→ RECORDS TO PROCESS

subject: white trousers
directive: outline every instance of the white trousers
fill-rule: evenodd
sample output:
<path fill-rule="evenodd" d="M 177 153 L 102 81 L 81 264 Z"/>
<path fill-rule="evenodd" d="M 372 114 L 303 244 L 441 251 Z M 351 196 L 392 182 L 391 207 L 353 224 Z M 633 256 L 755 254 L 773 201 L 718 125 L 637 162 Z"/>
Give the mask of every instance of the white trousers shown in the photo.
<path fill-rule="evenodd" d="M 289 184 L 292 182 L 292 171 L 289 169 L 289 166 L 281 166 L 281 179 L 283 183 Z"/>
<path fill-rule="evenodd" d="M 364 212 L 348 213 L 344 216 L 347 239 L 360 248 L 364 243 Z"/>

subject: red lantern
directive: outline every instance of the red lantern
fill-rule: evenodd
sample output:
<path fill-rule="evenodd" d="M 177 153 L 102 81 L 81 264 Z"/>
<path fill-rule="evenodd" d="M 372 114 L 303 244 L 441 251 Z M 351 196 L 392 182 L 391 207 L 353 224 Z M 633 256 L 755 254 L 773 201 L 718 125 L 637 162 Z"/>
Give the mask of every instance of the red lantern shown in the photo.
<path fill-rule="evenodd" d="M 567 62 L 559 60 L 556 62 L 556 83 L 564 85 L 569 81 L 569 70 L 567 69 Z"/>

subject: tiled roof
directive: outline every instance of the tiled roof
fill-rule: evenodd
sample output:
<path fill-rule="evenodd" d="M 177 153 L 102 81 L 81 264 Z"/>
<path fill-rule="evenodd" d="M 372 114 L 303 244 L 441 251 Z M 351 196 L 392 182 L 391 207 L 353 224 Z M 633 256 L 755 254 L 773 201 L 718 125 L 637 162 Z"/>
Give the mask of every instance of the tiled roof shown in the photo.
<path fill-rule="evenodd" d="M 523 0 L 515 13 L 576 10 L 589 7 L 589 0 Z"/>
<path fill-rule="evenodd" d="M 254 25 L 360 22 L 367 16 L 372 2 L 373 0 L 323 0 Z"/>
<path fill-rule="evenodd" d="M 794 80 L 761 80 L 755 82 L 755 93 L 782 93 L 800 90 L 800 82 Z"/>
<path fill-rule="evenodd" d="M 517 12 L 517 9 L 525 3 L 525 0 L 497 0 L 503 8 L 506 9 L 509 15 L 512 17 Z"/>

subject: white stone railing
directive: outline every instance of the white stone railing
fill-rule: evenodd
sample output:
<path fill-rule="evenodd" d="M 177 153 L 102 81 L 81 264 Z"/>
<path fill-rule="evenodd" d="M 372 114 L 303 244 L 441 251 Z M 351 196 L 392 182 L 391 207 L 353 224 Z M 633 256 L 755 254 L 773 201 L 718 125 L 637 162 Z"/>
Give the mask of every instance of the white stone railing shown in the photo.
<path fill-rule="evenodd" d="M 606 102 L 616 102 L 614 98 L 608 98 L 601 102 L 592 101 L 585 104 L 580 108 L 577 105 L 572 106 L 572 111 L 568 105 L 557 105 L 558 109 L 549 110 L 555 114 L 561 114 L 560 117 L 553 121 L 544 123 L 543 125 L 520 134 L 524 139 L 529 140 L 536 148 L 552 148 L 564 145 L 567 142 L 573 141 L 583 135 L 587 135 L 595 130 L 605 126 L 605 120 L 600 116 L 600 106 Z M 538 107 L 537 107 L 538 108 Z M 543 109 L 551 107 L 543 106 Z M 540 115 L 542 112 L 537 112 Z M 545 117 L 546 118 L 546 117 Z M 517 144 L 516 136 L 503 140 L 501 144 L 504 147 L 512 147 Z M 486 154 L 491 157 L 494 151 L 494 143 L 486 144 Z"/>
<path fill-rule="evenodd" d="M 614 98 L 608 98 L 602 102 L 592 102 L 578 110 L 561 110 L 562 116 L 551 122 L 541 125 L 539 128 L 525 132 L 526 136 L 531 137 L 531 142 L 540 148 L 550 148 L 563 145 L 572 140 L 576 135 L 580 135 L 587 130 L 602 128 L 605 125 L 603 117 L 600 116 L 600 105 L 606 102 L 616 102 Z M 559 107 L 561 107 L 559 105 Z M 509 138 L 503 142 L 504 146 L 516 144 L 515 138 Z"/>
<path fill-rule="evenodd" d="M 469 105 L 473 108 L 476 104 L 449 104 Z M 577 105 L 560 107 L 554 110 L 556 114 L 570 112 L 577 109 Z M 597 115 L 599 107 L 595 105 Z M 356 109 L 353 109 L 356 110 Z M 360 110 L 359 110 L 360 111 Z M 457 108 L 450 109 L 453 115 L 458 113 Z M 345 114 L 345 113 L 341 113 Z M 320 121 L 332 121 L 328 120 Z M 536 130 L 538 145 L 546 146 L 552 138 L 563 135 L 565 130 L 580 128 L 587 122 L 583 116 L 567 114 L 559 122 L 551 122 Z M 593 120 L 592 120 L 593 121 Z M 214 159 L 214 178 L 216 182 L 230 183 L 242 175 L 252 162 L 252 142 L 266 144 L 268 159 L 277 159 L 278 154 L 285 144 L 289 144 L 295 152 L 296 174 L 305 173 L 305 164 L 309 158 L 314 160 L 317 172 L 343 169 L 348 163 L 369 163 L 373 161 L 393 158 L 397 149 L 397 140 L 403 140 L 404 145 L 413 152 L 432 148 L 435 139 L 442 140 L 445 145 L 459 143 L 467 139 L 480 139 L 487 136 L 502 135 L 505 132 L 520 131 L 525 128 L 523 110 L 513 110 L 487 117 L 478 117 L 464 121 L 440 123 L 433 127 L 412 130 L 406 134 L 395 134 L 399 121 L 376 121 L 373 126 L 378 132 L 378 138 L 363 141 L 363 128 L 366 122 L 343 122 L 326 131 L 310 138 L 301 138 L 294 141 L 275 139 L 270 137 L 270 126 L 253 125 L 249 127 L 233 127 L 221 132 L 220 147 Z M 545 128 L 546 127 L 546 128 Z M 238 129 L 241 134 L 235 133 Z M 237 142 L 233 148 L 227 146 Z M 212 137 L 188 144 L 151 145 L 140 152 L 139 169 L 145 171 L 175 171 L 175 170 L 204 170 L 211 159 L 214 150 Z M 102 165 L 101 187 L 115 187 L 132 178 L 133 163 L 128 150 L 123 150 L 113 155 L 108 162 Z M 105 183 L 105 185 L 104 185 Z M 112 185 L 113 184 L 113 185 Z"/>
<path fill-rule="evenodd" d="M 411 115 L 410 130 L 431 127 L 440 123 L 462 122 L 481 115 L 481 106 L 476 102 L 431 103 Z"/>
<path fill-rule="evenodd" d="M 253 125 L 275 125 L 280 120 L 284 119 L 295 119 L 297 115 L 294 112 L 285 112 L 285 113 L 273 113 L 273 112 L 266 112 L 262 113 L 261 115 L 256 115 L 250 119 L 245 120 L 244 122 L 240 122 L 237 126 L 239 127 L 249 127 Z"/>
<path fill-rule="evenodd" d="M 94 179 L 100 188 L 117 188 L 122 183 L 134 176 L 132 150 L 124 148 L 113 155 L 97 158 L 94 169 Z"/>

→ WHAT IS BEING ASKED
Look through the material above for the string "directive" and copy each line that has it.

→ RESPONSE TO THIS TASK
directive: outline every instance of the white trousers
directive: outline every instance of the red lantern
directive: outline every instance of the tiled roof
directive: outline every instance of the white stone railing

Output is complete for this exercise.